D'autres experts plus pragmatiques commentent les conclusions masculin/féminin d'un "on ne sait jamais" ou "faut voir"
Depuis la publication de l'étude, le PNAS a ajouté les réponses d'autres universitaires qui argumentent contre ces résultats jugés hasardeux. On avoue n'avoir pas tout compris, mais en gros, ils contestent l'hypothèse de départ : "En analysant de nouveau les mêmes données, nous montrons que la conclusion est fondée sur une présentation biaisée et des statistiques invalides."
Tandis que Steve Maley l'assure : "Pendant plus de 30 ans sur la côte du Golfe du Mexique, mes évacuations d'ouragans n'ont révélé aucun parti pris sexiste (Andrew, Lili, Rita et Gustav)." (Cela dit, les recherches de ce savant portent habituellement plus sur des questions vétérinaires que météorologiques...)

= = = =

▶ _SÉRIE D'EXERCICES_:
• A. Dans le texte extrait, modifiez le passage allant de "D'autres experts plus" à "vétérinaires que météorologiques...)" en substituant "chercheurs" à "universitaires".
• B. Répondez aux questions suivantes d'après le texte extrait :
(i) Quelle revue a ajouté, depuis la publication de l'étude, les réponses d'autres universitaires ?
(ii) Pendant combien d'années Steve Maley dit-il avoir connu des évacuations d'ouragans sur la côte du Golfe du Mexique ?
(iii) Sur quel type de questions portent habituellement les recherches de Steve Maley ?

▶ _LIGNES FOURNIES_:
= = = =

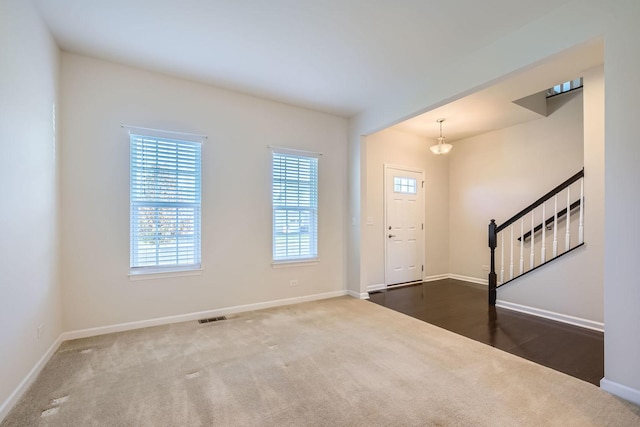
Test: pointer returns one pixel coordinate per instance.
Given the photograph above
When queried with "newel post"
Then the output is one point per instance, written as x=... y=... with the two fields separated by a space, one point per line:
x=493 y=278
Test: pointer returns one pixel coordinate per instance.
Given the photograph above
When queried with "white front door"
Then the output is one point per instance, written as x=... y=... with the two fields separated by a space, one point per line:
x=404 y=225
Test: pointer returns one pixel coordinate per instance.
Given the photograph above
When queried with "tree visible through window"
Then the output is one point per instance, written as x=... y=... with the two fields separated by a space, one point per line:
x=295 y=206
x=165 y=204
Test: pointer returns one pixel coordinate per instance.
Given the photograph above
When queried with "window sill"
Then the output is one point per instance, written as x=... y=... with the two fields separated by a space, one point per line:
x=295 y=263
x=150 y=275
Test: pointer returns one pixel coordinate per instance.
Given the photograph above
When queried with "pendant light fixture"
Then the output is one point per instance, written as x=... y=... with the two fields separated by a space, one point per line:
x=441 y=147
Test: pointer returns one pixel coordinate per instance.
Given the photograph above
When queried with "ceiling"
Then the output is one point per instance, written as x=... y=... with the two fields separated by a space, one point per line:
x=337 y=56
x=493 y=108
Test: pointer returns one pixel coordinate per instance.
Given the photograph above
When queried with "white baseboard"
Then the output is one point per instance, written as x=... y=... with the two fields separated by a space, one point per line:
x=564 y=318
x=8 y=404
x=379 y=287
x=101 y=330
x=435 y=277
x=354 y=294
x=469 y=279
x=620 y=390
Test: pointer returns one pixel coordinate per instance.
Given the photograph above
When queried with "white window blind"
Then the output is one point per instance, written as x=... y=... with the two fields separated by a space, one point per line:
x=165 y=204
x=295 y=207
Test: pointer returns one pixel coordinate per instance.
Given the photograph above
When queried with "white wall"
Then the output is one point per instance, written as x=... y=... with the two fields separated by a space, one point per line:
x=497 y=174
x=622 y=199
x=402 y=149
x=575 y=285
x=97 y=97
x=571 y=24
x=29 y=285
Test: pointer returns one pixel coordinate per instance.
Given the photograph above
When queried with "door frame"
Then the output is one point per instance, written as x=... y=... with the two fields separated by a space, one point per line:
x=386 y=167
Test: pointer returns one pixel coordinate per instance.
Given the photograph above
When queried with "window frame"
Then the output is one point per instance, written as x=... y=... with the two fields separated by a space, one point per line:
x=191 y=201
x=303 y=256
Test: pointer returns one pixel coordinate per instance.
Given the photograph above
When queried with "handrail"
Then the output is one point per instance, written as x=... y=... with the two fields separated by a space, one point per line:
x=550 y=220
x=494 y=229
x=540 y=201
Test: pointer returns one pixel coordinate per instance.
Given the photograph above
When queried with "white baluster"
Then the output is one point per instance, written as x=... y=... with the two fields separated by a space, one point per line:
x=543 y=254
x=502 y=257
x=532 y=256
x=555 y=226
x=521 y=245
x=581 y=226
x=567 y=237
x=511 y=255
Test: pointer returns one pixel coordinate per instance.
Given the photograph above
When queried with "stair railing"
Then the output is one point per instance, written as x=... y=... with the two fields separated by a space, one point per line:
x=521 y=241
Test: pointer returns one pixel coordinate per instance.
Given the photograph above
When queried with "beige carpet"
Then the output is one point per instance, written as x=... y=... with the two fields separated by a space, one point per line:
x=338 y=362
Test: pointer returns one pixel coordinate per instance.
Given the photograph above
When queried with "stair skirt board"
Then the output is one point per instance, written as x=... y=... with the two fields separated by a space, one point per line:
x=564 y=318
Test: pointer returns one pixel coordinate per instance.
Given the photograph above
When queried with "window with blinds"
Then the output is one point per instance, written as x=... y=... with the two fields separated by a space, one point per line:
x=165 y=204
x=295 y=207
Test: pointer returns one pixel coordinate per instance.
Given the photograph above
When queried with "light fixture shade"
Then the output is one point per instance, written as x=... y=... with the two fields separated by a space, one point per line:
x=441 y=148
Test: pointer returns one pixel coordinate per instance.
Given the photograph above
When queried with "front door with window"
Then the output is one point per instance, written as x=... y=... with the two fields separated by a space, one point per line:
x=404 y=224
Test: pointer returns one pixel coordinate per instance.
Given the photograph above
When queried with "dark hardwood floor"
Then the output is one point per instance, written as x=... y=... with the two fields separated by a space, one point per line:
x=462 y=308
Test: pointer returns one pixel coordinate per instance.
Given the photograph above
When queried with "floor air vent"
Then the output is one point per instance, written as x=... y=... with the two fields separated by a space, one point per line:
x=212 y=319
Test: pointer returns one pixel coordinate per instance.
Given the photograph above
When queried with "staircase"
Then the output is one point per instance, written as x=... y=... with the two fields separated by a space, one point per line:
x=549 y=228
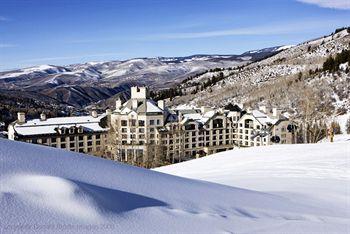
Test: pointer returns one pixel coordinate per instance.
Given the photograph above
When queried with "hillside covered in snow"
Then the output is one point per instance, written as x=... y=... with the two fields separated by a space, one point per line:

= = = =

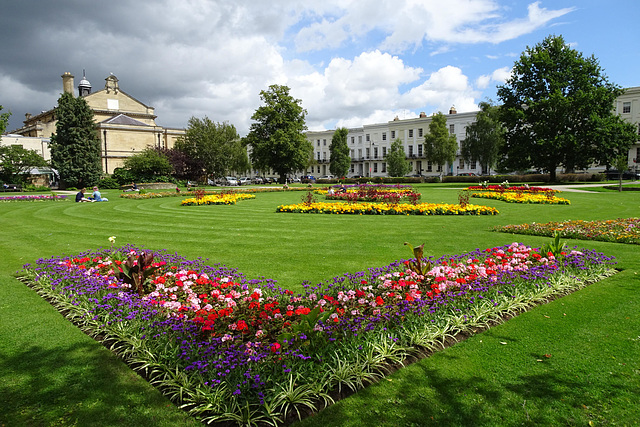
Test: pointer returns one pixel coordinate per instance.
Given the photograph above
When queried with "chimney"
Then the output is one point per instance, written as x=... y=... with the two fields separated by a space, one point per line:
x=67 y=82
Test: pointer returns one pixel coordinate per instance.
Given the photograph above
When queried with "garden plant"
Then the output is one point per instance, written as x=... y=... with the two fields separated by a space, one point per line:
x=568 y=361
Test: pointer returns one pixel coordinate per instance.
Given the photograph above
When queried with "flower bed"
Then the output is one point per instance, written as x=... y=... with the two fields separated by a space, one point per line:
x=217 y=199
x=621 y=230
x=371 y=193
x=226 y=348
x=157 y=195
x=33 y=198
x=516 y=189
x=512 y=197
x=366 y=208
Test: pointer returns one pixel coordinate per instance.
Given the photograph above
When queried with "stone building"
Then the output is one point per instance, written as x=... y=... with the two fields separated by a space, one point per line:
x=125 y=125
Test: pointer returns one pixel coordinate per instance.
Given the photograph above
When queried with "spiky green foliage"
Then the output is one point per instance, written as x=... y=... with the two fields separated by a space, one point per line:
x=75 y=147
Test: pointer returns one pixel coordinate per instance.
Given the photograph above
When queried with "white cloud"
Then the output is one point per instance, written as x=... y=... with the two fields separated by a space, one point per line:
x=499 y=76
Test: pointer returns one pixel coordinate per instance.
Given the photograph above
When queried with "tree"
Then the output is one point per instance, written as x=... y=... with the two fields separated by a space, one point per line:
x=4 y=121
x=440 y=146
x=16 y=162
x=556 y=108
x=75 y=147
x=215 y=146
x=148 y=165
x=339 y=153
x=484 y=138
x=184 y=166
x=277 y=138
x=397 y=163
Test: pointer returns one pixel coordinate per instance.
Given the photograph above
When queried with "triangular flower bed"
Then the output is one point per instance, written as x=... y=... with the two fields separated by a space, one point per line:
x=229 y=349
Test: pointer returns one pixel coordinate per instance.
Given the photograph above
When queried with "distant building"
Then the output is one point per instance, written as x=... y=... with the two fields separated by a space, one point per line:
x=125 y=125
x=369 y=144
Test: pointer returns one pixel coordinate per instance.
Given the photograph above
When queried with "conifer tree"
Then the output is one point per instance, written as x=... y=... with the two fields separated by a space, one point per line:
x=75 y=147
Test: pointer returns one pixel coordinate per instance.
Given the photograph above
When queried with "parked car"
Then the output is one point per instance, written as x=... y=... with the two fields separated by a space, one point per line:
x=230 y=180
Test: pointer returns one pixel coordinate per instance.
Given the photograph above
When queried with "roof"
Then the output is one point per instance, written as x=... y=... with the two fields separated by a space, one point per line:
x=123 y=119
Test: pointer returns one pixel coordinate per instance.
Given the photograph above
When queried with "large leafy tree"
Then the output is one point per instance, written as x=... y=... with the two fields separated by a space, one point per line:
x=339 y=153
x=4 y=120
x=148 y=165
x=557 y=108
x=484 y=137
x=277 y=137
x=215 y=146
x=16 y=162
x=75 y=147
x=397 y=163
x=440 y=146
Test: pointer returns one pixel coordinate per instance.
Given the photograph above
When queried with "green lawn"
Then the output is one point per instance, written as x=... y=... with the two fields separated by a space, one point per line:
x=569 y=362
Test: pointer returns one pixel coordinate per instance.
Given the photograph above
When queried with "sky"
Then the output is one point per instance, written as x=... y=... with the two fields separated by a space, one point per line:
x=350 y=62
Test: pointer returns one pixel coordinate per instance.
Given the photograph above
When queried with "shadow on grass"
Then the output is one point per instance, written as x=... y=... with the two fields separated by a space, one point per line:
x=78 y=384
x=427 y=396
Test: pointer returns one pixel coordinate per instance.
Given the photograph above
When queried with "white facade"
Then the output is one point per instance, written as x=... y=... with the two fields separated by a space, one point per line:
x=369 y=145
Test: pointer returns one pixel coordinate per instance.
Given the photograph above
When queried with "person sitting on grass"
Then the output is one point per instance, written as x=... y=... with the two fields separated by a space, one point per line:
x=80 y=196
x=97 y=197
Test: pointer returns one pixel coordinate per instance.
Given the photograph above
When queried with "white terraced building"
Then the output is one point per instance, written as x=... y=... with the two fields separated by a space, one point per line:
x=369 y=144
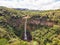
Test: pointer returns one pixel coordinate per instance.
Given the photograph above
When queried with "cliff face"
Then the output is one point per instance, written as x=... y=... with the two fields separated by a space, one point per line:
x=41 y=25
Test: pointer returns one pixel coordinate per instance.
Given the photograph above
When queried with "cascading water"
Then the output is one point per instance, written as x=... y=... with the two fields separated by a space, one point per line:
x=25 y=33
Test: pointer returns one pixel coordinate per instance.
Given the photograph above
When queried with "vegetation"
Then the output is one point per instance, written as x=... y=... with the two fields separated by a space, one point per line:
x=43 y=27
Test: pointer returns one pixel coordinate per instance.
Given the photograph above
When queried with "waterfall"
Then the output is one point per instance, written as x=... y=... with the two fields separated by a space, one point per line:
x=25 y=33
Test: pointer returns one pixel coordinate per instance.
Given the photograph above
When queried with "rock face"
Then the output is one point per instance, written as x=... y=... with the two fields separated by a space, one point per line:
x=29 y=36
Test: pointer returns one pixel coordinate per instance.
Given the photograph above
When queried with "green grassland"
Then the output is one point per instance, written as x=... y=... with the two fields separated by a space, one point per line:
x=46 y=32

= = = =

▶ _CORRIGÉ DES EXERCICES_:
• A.
D'autres experts plus pragmatiques commentent les conclusions masculin/féminin d'un "on ne sait jamais" ou "faut voir"
Depuis la publication de l'étude, le PNAS a ajouté les réponses d'autres chercheurs qui argumentent contre ces résultats jugés hasardeux. On avoue n'avoir pas tout compris, mais en gros, ils contestent l'hypothèse de départ : "En analysant de nouveau les mêmes données, nous montrons que la conclusion est fondée sur une présentation biaisée et des statistiques invalides."
Tandis que Steve Maley l'assure : "Pendant plus de 30 ans sur la côte du Golfe du Mexique, mes évacuations d'ouragans n'ont révélé aucun parti pris sexiste (Andrew, Lili, Rita et Gustav)." (Cela dit, les recherches de ce savant portent habituellement plus sur des questions vétérinaires que météorologiques...)

• B.
(i) Le PNAS.
(ii) Pendant plus de 30 ans.
(iii) Sur des questions vétérinaires plutôt que météorologiques.